[Listing from a data collection]
>> begin
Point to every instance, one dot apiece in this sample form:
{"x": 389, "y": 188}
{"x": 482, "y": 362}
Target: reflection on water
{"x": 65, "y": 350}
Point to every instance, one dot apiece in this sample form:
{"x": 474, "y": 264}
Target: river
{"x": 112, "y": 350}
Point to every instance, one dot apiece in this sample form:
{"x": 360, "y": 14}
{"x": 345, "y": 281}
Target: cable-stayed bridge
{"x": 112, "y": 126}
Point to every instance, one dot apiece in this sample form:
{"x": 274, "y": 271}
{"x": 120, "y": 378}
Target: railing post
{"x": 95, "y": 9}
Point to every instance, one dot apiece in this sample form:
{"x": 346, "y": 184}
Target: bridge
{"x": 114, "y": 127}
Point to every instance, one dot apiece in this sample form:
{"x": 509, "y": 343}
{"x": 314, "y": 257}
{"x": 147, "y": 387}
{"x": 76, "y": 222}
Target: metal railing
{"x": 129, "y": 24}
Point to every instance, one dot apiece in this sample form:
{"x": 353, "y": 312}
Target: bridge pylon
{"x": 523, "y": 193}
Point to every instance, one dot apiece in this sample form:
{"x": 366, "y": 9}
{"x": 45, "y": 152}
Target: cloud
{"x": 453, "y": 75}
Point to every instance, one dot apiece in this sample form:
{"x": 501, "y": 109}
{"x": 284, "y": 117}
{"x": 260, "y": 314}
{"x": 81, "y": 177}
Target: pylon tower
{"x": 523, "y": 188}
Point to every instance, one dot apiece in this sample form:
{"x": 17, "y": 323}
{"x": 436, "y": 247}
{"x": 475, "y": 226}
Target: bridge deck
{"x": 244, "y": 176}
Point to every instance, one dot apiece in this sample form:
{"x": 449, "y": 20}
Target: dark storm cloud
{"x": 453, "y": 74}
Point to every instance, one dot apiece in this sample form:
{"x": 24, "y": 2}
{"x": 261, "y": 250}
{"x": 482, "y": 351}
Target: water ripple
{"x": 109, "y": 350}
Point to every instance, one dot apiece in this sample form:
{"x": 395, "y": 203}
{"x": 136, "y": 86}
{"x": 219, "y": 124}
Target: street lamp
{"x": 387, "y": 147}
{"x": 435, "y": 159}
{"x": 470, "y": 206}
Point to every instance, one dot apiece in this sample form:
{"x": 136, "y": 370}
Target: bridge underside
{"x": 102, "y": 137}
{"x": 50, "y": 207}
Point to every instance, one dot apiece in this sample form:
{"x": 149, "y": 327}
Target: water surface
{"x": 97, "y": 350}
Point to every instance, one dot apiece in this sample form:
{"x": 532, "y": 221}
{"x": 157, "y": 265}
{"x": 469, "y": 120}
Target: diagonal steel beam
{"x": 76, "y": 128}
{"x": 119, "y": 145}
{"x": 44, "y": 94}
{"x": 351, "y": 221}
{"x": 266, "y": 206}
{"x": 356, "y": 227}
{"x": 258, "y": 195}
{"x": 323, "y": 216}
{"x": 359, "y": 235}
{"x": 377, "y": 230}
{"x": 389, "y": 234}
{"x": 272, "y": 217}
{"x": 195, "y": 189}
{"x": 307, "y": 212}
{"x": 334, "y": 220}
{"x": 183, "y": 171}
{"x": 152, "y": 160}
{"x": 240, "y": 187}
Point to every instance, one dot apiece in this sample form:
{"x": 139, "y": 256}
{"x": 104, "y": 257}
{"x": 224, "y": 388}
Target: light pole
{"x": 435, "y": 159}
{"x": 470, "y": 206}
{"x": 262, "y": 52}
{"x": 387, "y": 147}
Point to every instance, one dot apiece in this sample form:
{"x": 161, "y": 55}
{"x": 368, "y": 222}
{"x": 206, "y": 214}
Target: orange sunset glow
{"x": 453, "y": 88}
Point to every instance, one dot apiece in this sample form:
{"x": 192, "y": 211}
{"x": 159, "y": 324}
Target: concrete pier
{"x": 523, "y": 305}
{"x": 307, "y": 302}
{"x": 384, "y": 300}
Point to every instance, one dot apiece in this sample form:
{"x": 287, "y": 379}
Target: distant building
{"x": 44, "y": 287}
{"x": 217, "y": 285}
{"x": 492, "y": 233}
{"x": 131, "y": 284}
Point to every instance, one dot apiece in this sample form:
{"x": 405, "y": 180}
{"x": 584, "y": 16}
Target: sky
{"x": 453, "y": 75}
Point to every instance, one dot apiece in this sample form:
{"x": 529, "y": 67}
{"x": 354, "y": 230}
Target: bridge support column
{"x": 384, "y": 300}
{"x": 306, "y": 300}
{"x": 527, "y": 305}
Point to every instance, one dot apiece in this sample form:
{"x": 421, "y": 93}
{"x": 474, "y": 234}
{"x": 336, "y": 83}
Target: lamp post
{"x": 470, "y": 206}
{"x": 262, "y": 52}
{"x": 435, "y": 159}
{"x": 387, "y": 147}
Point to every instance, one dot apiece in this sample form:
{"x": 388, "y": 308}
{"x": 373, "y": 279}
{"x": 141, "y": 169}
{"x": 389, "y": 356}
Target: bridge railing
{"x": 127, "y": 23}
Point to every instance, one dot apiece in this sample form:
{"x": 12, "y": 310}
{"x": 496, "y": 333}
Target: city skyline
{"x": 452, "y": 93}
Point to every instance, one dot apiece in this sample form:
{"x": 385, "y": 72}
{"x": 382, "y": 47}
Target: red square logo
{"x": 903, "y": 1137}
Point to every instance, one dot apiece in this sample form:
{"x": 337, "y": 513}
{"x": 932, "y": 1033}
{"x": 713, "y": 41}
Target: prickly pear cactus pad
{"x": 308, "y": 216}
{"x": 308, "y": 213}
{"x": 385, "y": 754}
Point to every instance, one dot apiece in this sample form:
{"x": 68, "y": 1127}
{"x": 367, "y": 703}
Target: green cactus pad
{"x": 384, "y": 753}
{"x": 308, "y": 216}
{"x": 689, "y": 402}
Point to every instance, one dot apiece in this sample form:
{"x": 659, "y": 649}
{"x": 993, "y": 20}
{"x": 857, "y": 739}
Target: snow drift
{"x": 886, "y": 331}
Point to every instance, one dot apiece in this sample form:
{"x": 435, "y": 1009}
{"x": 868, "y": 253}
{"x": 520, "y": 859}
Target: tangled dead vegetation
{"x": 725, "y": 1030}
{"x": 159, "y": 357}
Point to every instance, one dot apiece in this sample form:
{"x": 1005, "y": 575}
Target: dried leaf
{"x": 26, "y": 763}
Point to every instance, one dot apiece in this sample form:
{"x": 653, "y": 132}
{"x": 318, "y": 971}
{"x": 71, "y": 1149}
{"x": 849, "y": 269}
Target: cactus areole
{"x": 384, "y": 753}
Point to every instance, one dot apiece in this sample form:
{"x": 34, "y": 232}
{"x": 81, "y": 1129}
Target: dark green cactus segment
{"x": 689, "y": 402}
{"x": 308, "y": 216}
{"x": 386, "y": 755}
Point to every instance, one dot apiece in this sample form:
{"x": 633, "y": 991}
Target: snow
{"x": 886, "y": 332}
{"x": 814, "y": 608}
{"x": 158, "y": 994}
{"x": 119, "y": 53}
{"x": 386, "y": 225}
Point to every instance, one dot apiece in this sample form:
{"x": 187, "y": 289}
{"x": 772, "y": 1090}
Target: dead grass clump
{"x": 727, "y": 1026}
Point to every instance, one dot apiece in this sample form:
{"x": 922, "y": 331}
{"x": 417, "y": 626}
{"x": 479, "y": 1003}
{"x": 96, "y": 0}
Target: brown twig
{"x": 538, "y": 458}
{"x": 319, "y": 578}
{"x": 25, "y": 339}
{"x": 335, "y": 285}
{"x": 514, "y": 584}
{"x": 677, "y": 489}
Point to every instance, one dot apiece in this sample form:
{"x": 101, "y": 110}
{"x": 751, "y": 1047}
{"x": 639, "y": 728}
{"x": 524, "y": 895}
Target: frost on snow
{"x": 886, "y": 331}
>> end
» **BRIEF**
Count the lines in the listing above that contain the string "snow", treating uppercase and lowercase as different. Give only the number.

» **FULL RESPONSE**
3